ACTIVITY - Among the entries below, extract exactly the lines that run from the one with "I see an image above. In which area is the pale" through the one with "I see an image above. In which area is the crenellated", both ends included.

■ ■ ■ ■ ■ ■ ■

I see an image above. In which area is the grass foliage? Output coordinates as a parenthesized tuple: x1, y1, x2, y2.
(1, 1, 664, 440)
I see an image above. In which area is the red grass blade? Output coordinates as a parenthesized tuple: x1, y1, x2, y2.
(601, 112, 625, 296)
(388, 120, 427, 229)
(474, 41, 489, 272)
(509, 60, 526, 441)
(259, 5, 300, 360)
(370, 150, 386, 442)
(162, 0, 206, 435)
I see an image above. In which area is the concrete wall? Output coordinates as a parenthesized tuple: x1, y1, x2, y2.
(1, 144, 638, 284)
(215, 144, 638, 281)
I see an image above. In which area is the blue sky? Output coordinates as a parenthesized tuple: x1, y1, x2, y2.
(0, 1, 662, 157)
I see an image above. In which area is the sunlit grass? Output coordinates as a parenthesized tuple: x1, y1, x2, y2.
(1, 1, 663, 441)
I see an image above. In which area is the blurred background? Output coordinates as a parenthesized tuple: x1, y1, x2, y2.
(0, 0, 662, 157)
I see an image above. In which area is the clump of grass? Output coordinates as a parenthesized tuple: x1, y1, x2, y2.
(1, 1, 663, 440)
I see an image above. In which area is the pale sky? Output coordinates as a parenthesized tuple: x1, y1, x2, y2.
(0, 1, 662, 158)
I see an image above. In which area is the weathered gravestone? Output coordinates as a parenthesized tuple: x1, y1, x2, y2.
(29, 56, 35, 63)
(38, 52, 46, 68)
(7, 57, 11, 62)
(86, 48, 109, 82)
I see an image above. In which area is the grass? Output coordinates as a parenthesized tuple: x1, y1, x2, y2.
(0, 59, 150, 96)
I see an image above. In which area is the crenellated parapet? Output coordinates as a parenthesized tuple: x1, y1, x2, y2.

■ ■ ■ ■ ■ ■ ■

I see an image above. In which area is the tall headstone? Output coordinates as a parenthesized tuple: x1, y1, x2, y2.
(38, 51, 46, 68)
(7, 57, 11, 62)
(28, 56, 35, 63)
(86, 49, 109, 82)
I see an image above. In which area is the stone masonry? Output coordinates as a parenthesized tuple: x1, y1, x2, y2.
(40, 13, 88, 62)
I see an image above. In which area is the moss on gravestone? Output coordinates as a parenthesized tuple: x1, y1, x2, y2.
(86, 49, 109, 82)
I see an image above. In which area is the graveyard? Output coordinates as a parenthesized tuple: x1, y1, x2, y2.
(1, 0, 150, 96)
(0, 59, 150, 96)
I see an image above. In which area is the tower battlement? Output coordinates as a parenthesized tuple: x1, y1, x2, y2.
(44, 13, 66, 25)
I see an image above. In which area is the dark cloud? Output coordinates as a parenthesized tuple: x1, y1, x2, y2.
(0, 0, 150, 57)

■ ■ ■ ■ ■ ■ ■

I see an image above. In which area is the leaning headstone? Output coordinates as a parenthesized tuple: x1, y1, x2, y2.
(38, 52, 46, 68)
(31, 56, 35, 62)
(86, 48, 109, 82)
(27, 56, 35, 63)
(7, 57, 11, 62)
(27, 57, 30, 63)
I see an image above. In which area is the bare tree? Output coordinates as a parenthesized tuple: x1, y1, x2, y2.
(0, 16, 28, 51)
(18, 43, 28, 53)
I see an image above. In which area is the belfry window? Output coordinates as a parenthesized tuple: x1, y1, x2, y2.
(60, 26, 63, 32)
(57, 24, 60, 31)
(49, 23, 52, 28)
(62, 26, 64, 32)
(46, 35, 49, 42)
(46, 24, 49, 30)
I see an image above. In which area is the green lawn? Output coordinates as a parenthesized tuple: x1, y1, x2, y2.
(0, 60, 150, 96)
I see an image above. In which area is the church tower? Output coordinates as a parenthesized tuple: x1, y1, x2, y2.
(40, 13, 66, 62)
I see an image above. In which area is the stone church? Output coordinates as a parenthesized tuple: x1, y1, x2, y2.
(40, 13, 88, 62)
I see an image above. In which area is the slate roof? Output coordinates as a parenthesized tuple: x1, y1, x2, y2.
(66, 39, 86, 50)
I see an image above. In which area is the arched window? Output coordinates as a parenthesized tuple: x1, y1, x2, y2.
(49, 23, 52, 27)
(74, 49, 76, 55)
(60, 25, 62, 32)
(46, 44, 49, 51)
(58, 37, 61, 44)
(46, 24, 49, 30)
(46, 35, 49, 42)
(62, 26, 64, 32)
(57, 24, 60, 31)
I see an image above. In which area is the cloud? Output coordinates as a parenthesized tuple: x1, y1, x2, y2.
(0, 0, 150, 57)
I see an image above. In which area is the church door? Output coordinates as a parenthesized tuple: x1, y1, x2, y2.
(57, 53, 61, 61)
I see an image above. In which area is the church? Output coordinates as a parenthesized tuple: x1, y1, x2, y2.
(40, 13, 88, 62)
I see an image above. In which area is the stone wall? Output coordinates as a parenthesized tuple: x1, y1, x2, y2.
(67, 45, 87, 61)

■ ■ ■ ■ ■ ■ ■

RESULT -
I see an image above. In which area is the pale sky? Output coordinates as a parenthesized tuple: x1, y1, x2, y2.
(0, 1, 662, 158)
I see an image above. In which area is the weathered gravestone? Output coordinates as a parenthesized tuple: x1, y1, x2, y2.
(29, 56, 35, 63)
(38, 52, 46, 68)
(7, 57, 11, 62)
(86, 48, 109, 82)
I see an image above. In which area is the grass? Output coordinates as a parenthesized tuple: x1, y1, x2, y2.
(0, 59, 150, 96)
I see an image above. In which area is the crenellated parapet? Output coordinates as a parenthesized tuple: x1, y1, x2, y2.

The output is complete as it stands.